• _TASK INSTRUCTIONS_: The output should match, line for line, the records from the line containing "Tag every instance of the butterfly with" through the line containing "Tag every instance of the seat", with every picture left out.

• _Point localization data_:
..............................

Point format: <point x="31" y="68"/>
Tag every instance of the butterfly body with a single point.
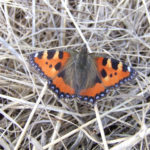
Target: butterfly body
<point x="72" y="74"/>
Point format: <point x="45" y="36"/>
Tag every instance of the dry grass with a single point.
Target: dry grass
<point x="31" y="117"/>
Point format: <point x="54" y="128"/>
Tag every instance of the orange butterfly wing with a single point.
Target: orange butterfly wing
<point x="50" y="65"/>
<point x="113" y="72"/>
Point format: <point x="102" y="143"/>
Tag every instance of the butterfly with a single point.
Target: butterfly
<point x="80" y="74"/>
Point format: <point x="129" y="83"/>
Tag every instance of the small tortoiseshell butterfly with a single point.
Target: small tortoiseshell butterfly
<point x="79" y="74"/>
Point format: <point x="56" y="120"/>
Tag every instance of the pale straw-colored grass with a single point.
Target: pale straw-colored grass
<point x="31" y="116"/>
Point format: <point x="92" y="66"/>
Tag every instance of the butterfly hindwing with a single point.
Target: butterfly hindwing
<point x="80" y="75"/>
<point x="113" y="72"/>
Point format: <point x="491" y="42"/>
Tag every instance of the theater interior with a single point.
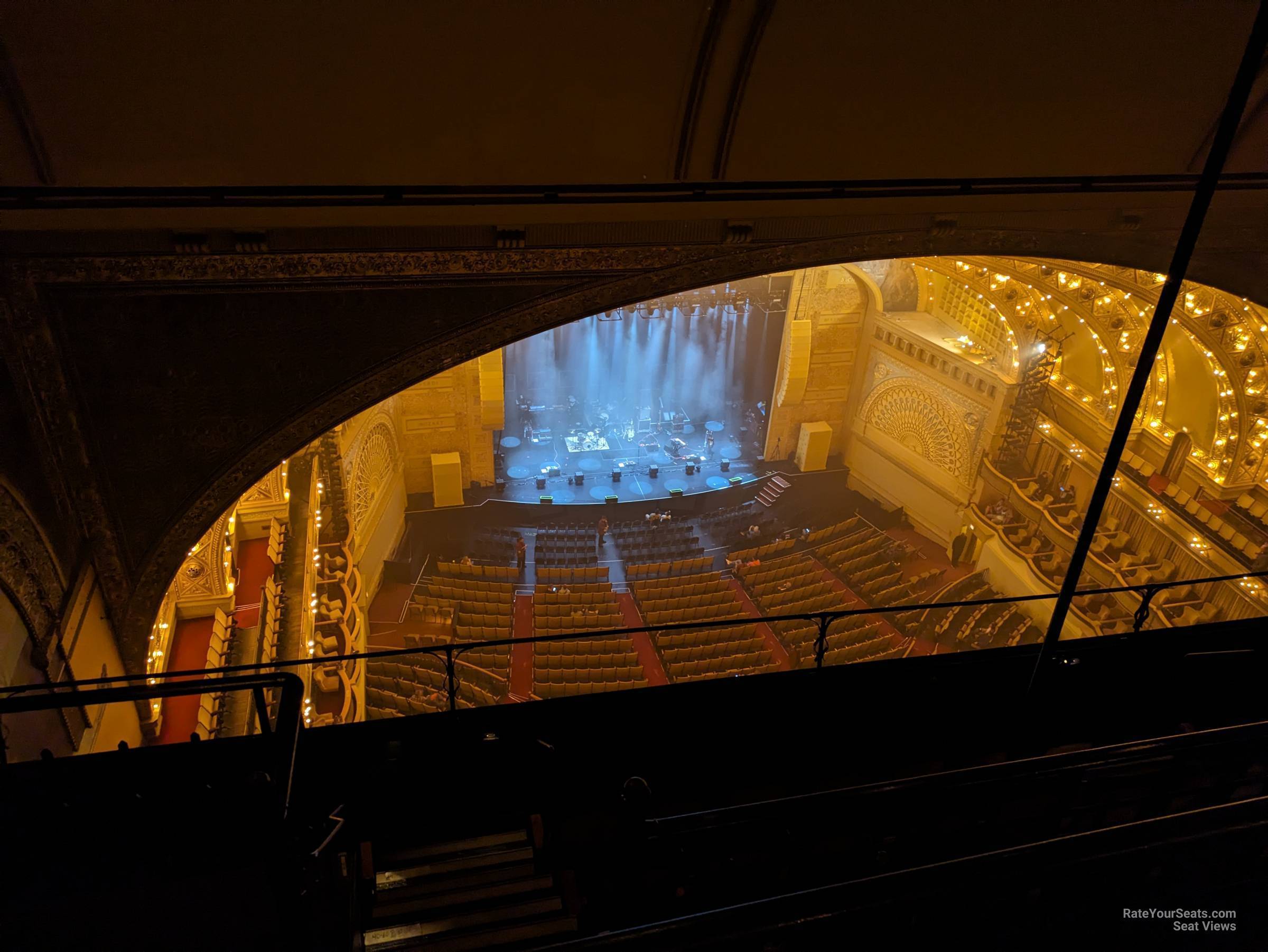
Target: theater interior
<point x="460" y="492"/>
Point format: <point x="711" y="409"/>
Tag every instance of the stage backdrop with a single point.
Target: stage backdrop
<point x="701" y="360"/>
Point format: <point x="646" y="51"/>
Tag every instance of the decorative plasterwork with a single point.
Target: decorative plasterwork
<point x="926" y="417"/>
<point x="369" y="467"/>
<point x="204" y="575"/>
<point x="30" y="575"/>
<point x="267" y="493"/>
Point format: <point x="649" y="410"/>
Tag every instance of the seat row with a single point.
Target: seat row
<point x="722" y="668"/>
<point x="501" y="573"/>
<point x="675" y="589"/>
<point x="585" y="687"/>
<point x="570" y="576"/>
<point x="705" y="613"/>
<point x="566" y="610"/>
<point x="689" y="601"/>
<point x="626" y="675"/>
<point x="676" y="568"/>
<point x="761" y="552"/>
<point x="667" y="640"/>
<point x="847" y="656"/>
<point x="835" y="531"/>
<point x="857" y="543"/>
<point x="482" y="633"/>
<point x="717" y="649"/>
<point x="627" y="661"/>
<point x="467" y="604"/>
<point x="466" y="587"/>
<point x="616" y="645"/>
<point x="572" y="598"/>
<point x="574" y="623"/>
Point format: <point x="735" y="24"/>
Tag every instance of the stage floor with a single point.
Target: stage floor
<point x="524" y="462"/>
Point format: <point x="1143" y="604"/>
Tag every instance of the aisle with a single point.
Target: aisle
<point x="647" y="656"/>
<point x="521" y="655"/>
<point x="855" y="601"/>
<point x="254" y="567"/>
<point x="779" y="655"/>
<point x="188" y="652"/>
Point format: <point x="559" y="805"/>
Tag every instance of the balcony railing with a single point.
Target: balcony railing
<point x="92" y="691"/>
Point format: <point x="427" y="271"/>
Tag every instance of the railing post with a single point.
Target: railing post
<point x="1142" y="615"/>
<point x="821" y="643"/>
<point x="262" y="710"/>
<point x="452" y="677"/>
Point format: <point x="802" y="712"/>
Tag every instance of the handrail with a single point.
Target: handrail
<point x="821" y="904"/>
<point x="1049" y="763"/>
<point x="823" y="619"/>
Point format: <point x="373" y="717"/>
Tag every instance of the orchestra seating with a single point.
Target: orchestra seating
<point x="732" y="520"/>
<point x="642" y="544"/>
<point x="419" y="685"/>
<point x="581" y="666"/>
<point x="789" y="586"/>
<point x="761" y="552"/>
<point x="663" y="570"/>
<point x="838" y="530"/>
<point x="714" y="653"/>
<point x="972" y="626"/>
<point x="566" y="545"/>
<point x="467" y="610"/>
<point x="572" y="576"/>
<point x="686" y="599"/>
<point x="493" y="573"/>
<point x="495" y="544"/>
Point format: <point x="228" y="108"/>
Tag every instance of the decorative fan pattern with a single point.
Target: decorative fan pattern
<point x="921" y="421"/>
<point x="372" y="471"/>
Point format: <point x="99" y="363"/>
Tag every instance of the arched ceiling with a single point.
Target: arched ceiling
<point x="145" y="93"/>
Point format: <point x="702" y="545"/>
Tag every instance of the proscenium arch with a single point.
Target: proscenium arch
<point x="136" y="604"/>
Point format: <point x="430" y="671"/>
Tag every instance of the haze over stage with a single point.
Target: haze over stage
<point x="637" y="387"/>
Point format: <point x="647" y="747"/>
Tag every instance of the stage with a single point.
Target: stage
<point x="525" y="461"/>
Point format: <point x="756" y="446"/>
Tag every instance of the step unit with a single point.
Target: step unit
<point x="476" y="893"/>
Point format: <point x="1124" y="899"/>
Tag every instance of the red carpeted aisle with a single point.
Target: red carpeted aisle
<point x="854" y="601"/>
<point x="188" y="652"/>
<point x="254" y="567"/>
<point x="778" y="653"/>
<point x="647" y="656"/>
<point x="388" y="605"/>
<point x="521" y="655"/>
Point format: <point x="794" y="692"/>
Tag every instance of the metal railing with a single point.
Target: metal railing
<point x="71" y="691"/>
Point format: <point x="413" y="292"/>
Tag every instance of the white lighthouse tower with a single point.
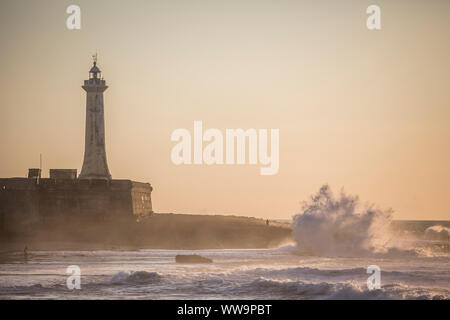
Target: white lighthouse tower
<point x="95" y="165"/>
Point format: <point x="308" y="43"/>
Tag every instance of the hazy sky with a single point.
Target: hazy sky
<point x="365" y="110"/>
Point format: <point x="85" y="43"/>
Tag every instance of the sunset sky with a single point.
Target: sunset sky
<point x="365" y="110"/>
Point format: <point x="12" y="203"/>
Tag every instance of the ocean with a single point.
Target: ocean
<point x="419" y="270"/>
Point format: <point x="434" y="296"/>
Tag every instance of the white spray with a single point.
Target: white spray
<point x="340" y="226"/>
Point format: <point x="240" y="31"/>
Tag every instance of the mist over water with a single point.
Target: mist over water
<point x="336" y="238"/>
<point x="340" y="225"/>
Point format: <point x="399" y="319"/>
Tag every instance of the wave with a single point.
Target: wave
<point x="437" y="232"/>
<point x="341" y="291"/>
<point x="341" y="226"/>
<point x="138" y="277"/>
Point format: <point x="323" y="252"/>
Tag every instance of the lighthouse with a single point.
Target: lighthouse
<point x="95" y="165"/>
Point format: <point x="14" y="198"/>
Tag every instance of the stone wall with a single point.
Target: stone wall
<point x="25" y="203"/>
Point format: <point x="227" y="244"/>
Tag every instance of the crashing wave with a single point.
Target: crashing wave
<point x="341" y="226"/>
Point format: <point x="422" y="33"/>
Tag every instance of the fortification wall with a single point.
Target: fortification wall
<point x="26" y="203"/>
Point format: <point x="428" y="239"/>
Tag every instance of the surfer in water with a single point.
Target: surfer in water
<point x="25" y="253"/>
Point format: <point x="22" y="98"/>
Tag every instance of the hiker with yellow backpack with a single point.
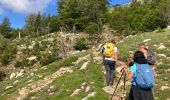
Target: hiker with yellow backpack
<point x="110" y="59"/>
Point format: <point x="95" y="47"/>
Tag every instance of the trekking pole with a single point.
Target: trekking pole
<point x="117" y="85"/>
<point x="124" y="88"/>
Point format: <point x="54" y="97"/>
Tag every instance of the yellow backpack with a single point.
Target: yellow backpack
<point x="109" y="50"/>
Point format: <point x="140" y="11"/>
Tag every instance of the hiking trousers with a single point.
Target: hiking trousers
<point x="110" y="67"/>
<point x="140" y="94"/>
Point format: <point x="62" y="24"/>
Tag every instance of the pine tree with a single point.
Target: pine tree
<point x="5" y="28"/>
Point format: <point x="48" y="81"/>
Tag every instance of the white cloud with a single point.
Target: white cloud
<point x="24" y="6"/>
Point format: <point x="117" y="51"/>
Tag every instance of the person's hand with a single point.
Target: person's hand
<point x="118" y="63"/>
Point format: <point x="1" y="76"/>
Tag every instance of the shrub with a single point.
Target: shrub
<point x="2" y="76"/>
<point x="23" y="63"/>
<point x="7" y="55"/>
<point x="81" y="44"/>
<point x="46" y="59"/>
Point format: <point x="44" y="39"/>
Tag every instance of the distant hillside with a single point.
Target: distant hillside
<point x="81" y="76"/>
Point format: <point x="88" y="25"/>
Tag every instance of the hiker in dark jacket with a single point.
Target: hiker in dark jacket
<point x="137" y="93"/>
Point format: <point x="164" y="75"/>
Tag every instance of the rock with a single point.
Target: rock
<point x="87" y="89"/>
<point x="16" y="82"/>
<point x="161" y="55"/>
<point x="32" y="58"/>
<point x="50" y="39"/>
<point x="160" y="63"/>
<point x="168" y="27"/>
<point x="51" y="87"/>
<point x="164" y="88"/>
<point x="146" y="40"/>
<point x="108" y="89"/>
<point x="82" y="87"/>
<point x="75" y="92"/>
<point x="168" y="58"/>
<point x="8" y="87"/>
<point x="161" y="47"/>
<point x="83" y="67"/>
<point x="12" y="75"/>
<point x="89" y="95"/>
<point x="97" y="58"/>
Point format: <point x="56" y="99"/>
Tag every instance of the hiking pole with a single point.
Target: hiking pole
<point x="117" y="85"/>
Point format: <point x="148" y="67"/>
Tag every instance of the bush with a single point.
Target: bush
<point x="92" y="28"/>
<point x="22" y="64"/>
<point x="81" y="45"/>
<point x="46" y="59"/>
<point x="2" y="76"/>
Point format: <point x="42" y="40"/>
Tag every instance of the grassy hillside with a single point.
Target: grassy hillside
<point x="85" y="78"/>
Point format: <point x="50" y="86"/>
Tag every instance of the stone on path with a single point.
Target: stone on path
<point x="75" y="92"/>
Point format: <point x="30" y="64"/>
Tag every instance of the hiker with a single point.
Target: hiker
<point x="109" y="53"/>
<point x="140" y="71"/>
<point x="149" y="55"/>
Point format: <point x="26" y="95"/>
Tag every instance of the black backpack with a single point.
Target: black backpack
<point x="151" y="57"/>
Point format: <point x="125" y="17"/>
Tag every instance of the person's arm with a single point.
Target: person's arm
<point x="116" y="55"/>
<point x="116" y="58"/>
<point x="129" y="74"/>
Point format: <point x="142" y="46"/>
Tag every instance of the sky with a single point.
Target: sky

..............................

• _RESULT BELOW_:
Tag every instance of the butterfly with a single point.
Target: butterfly
<point x="80" y="74"/>
Point format: <point x="129" y="83"/>
Tag every instance of the small tortoiseshell butterfly with a single point.
Target: small tortoiseshell butterfly
<point x="79" y="74"/>
Point format: <point x="56" y="120"/>
Tag every instance of the pale straw-colored grass with a single point.
Target: pale straw-colored grass
<point x="31" y="116"/>
Point format: <point x="92" y="66"/>
Tag every instance of the butterfly hindwing with a single point.
Target: butterfly hindwing
<point x="80" y="75"/>
<point x="113" y="72"/>
Point format: <point x="491" y="42"/>
Tag every instance of the theater interior with a single point.
Target: theater interior
<point x="460" y="492"/>
Point format: <point x="711" y="409"/>
Tag every instance of the stage backdrop with a single point.
Target: stage backdrop
<point x="701" y="360"/>
Point format: <point x="646" y="51"/>
Tag every instance of the decorative plasterwork with a single point.
Target: decorative plasterwork
<point x="926" y="417"/>
<point x="369" y="467"/>
<point x="204" y="575"/>
<point x="30" y="575"/>
<point x="267" y="493"/>
Point format: <point x="649" y="410"/>
Tag every instance of the seat row with a single point.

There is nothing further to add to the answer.